**LISTED RECORDS**
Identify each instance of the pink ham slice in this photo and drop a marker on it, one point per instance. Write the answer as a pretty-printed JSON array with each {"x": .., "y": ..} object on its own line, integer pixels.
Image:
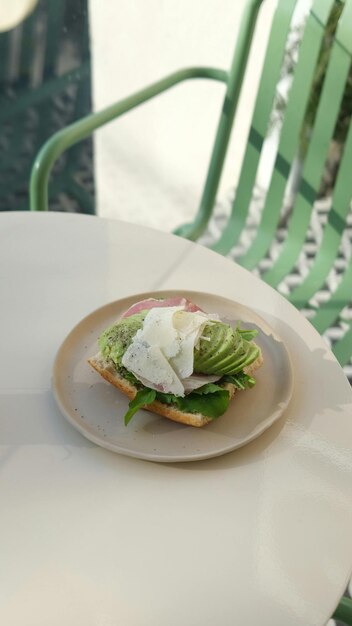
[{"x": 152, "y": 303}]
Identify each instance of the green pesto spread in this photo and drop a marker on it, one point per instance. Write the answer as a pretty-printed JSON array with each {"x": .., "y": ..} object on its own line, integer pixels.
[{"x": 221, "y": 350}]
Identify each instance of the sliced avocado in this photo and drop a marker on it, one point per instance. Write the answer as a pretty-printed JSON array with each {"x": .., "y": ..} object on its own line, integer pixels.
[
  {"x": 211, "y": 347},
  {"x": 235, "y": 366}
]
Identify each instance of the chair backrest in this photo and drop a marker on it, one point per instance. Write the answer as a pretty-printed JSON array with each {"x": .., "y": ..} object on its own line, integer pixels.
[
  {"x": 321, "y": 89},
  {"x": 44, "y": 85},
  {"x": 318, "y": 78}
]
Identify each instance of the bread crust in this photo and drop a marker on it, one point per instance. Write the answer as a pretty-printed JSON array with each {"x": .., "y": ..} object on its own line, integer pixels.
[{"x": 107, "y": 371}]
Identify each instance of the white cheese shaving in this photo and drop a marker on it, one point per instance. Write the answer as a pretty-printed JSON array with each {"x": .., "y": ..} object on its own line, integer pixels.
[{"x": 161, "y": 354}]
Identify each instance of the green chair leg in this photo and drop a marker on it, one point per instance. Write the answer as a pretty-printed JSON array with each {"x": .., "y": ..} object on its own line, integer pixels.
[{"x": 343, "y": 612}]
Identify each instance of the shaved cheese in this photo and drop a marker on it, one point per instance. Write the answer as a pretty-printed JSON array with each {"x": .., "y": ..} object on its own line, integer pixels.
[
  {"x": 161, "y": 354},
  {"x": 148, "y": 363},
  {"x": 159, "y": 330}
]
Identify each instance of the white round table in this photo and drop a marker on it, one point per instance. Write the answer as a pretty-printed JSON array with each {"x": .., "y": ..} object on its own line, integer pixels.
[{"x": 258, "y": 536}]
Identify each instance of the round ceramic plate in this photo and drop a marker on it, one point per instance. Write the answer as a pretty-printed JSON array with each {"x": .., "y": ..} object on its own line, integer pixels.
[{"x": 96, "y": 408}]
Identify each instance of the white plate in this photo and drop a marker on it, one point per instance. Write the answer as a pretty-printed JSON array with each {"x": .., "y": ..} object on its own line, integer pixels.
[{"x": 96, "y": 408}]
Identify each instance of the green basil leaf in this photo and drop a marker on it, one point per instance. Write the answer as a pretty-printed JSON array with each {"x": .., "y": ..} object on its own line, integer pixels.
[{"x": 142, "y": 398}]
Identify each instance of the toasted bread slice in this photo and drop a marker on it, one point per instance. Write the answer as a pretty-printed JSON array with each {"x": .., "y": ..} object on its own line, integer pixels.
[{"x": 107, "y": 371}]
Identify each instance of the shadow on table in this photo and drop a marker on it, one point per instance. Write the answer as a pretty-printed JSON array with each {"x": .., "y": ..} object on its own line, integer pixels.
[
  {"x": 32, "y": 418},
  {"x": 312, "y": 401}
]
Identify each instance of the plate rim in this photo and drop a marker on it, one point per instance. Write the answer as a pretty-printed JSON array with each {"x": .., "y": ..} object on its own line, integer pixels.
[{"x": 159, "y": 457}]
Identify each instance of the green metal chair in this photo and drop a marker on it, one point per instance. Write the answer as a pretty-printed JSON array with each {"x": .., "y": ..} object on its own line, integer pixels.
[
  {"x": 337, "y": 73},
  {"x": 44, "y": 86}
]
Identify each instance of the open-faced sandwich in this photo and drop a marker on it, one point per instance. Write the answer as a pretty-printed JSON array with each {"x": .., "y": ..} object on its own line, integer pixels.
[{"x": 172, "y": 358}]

**WHAT IS EXPECTED**
Swap "drop a marker on it" for "place a dot on it" everywhere it occurs in the lines above, and write out all the lines again with nothing else changed. Leave the pictures out.

**ANSWER FOR THE TASK**
Identify each instance of the pink ham slice in this photo and place a dot on it, one point per instance. Write the answer as a pretty-printed JSON array with each {"x": .., "y": ..} object on its own line, integer pixels.
Image:
[{"x": 152, "y": 303}]
Identify each instance of the green pesto spread in this photo and place a dot on it, one point per instance. Write the answer as a pretty-printed JSON array with each {"x": .., "y": ..} object on its own line, integer pixels.
[{"x": 221, "y": 350}]
Identify each instance of the sliced avocado in this photo and place a dot on it, one point per instance. Write the answer as a pretty-printed JSON array with each {"x": .., "y": ..} object on its own line, integer pixels.
[
  {"x": 211, "y": 347},
  {"x": 235, "y": 366}
]
Identify each instance of the chair backrest in this photo and place a dot on it, one point per instance. Write the answer as a pretty-printed JSON array with each {"x": .., "y": ..} object on its own line, integer pixels.
[
  {"x": 321, "y": 89},
  {"x": 44, "y": 85},
  {"x": 318, "y": 78}
]
Identify each instance of the bread crust in this photo and place a dot on it, one point per instance. Write the answer as a pretty-printed JSON array with each {"x": .., "y": ..} object on its own line, integer pixels.
[{"x": 107, "y": 371}]
Identify each instance of the white cheese shaving in this photo and place a dot on it, one point per instance. Write the answer as a pretty-printed JSON array with each {"x": .., "y": ..} object on its own line, integer pixels.
[{"x": 161, "y": 354}]
Identify each instance of the green chair leg in this photo and place a dot on it, one point per instance. Write the answer as a pretty-printed JSON array with each {"x": .., "y": ..} object on its own line, integer pixels.
[{"x": 343, "y": 612}]
Identify each instance of the shaved cheese in this photo and place a dot on it, one point per instance. Write the answer as a pretty-printed JSON array with each {"x": .., "y": ..} object on its own line, integer pixels.
[
  {"x": 161, "y": 354},
  {"x": 148, "y": 363},
  {"x": 159, "y": 330}
]
Identify each instance of the white round table in this photo and place a dot on it, one point per instance. Write the answer as a pretty-printed JSON array with each {"x": .., "y": ..} object on its own line, integer pixels.
[{"x": 258, "y": 536}]
Identify each instance of the round ceramic plate in this photo and place a dot on it, one point per instance. Write the answer as a pretty-printed JSON array with each {"x": .., "y": ..} object on its own line, integer pixels.
[{"x": 96, "y": 408}]
Identify each instance of the white plate in this photo and place a dot on it, one point per instance. Write the answer as a pretty-printed JSON array with each {"x": .., "y": ..} object on its own line, integer pixels.
[{"x": 96, "y": 408}]
Identify each instance of the green basil leaf in this photo and place a dot on it, one point per instance. Write the answer as a pretty-printed JSON array with each {"x": .., "y": ..} object on its own line, integer pixels.
[{"x": 142, "y": 398}]
Identify each instance of the toasted bread slice in this photo and place a dot on it, one point per instance. Write the answer as a pretty-printed JSON array with each {"x": .., "y": ..} object on its own line, integer pixels.
[{"x": 107, "y": 371}]
Identify each instance of the shadow on table in this photo and place a dot on it, one point per instance. Write the answer as a pretty-printed JSON array with each {"x": .., "y": ..} object on its own line, integer pixels.
[
  {"x": 32, "y": 418},
  {"x": 312, "y": 401}
]
Identify each instance of the plate rim in this photo and place a dot on it, one point per instance. Write the answer as a pretty-printed JSON array with each {"x": .., "y": ..} object on its own line, integer pixels.
[{"x": 159, "y": 457}]
Identify each instance of the green metal chair in this photo and place a dot on it, one point per instance. Write the answer as a pretty-printed JSON array with each {"x": .., "y": ..} object on its own line, integer pixels.
[
  {"x": 337, "y": 73},
  {"x": 44, "y": 86}
]
Identify each instance of the open-faced sandwich in this photo and place a dot on it, one point per instance. Write the answer as a pretty-printed JSON array with each {"x": .., "y": ..} object on its own line, integer pixels.
[{"x": 172, "y": 358}]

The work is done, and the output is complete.